### Stated goal
Can you convert every line of the records below into a Markdown table with the columns Row and Line, numbering the rows, skipping blank lines, and leaving out the pictures?

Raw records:

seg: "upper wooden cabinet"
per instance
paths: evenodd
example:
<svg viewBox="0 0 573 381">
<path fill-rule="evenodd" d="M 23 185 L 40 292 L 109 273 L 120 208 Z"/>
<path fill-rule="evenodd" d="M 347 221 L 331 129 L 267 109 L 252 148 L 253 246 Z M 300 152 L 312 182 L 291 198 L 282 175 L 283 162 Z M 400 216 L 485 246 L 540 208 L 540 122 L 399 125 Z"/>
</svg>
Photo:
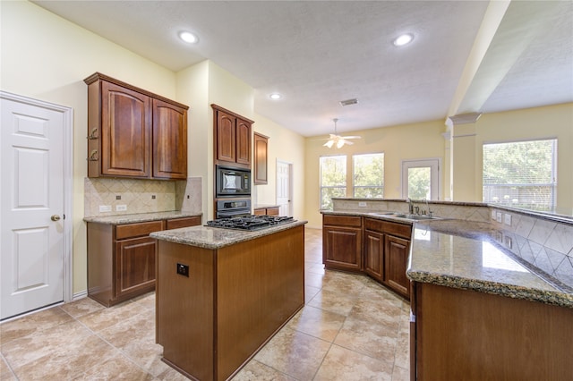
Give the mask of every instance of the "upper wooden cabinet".
<svg viewBox="0 0 573 381">
<path fill-rule="evenodd" d="M 268 182 L 267 155 L 269 152 L 269 137 L 254 132 L 254 176 L 255 184 L 266 184 Z"/>
<path fill-rule="evenodd" d="M 251 141 L 253 121 L 226 110 L 213 108 L 215 164 L 232 164 L 251 169 Z"/>
<path fill-rule="evenodd" d="M 187 177 L 188 106 L 98 72 L 84 81 L 89 177 Z"/>
</svg>

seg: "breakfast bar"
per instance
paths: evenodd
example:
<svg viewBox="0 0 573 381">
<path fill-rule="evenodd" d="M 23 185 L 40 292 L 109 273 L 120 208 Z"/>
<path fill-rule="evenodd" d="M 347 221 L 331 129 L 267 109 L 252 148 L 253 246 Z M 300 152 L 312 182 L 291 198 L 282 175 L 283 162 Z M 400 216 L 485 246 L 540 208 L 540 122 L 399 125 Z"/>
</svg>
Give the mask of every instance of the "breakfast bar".
<svg viewBox="0 0 573 381">
<path fill-rule="evenodd" d="M 238 372 L 304 305 L 304 224 L 151 233 L 163 360 L 192 379 Z"/>
</svg>

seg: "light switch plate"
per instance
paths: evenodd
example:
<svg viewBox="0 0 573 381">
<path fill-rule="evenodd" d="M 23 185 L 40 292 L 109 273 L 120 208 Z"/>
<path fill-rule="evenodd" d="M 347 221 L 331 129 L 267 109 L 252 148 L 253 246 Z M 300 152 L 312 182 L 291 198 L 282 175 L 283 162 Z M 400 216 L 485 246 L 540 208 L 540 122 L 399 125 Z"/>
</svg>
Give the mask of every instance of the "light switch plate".
<svg viewBox="0 0 573 381">
<path fill-rule="evenodd" d="M 111 205 L 100 205 L 99 213 L 111 212 Z"/>
</svg>

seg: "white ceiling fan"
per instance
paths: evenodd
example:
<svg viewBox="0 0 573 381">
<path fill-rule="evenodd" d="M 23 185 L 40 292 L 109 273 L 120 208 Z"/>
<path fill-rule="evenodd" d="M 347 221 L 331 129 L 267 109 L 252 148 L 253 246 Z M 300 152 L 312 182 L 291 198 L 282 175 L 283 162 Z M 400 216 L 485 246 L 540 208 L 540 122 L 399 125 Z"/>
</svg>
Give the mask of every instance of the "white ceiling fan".
<svg viewBox="0 0 573 381">
<path fill-rule="evenodd" d="M 334 133 L 330 134 L 330 137 L 329 138 L 329 141 L 323 144 L 324 147 L 328 147 L 329 148 L 332 148 L 332 146 L 336 145 L 337 148 L 339 148 L 345 144 L 347 144 L 349 146 L 355 144 L 352 141 L 350 141 L 351 139 L 362 139 L 361 136 L 357 136 L 357 135 L 340 136 L 337 134 L 337 122 L 338 122 L 338 119 L 334 118 L 332 119 L 332 122 L 334 122 Z"/>
</svg>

### Result
| Row | Line |
|---|---|
| 1 | seg: "upper wooden cabinet" |
| 2 | per instance |
| 3 | paths: evenodd |
| 4 | example: |
| 5 | <svg viewBox="0 0 573 381"> |
| 6 | <path fill-rule="evenodd" d="M 23 185 L 40 292 L 109 273 L 120 208 Z"/> |
| 7 | <path fill-rule="evenodd" d="M 347 221 L 331 129 L 267 109 L 252 148 L 253 246 Z M 300 152 L 312 182 L 291 198 L 282 175 L 283 162 Z M 400 216 L 485 246 L 540 208 L 540 122 L 399 125 Z"/> |
| 8 | </svg> |
| 9 | Photo: |
| 10 | Give the mask of every instance of the "upper wooden cabinet". |
| 11 | <svg viewBox="0 0 573 381"> |
| 12 | <path fill-rule="evenodd" d="M 268 182 L 267 155 L 269 152 L 269 137 L 254 132 L 254 176 L 255 184 L 266 184 Z"/> |
| 13 | <path fill-rule="evenodd" d="M 251 141 L 253 121 L 226 110 L 213 108 L 215 164 L 232 164 L 251 169 Z"/> |
| 14 | <path fill-rule="evenodd" d="M 187 177 L 188 106 L 98 72 L 84 81 L 89 177 Z"/> |
| 15 | </svg> |
| 16 | seg: "breakfast bar" |
| 17 | per instance |
| 18 | paths: evenodd |
| 19 | example: |
| 20 | <svg viewBox="0 0 573 381"> |
| 21 | <path fill-rule="evenodd" d="M 23 185 L 40 292 L 109 273 L 120 208 Z"/> |
| 22 | <path fill-rule="evenodd" d="M 347 221 L 331 129 L 267 109 L 252 148 L 253 246 Z M 300 152 L 312 182 L 291 198 L 282 175 L 283 162 Z M 400 216 L 485 246 L 540 208 L 540 122 L 399 125 Z"/> |
| 23 | </svg> |
| 24 | Give the mask of every instance of the "breakfast bar". |
| 25 | <svg viewBox="0 0 573 381"> |
| 26 | <path fill-rule="evenodd" d="M 238 372 L 304 305 L 304 224 L 151 233 L 163 360 L 192 379 Z"/> |
| 27 | </svg> |
| 28 | seg: "light switch plate" |
| 29 | per instance |
| 30 | paths: evenodd |
| 31 | example: |
| 32 | <svg viewBox="0 0 573 381"> |
| 33 | <path fill-rule="evenodd" d="M 23 185 L 40 292 L 109 273 L 120 208 Z"/> |
| 34 | <path fill-rule="evenodd" d="M 347 221 L 331 129 L 267 109 L 252 148 L 253 246 Z M 300 152 L 312 182 L 291 198 L 282 175 L 283 162 Z M 400 216 L 485 246 L 540 208 L 540 122 L 399 125 Z"/> |
| 35 | </svg> |
| 36 | Give the mask of every instance of the "light switch plate". |
| 37 | <svg viewBox="0 0 573 381"> |
| 38 | <path fill-rule="evenodd" d="M 111 205 L 100 205 L 99 213 L 111 212 Z"/> |
| 39 | </svg> |
| 40 | seg: "white ceiling fan" |
| 41 | per instance |
| 42 | paths: evenodd |
| 43 | example: |
| 44 | <svg viewBox="0 0 573 381"> |
| 45 | <path fill-rule="evenodd" d="M 23 185 L 40 292 L 109 273 L 120 208 Z"/> |
| 46 | <path fill-rule="evenodd" d="M 347 221 L 331 129 L 267 109 L 252 148 L 253 246 Z M 300 152 L 312 182 L 291 198 L 282 175 L 283 162 Z M 400 216 L 485 246 L 540 208 L 540 122 L 399 125 Z"/> |
| 47 | </svg> |
| 48 | Give the mask of every instance of the "white ceiling fan". |
| 49 | <svg viewBox="0 0 573 381"> |
| 50 | <path fill-rule="evenodd" d="M 334 133 L 330 134 L 330 137 L 329 138 L 329 141 L 323 144 L 324 147 L 328 147 L 329 148 L 332 148 L 332 146 L 336 145 L 337 148 L 339 148 L 345 144 L 347 144 L 349 146 L 355 144 L 352 141 L 350 141 L 351 139 L 362 139 L 361 136 L 357 136 L 357 135 L 340 136 L 337 134 L 337 122 L 338 122 L 338 119 L 334 118 L 332 119 L 332 122 L 334 122 Z"/> |
| 51 | </svg> |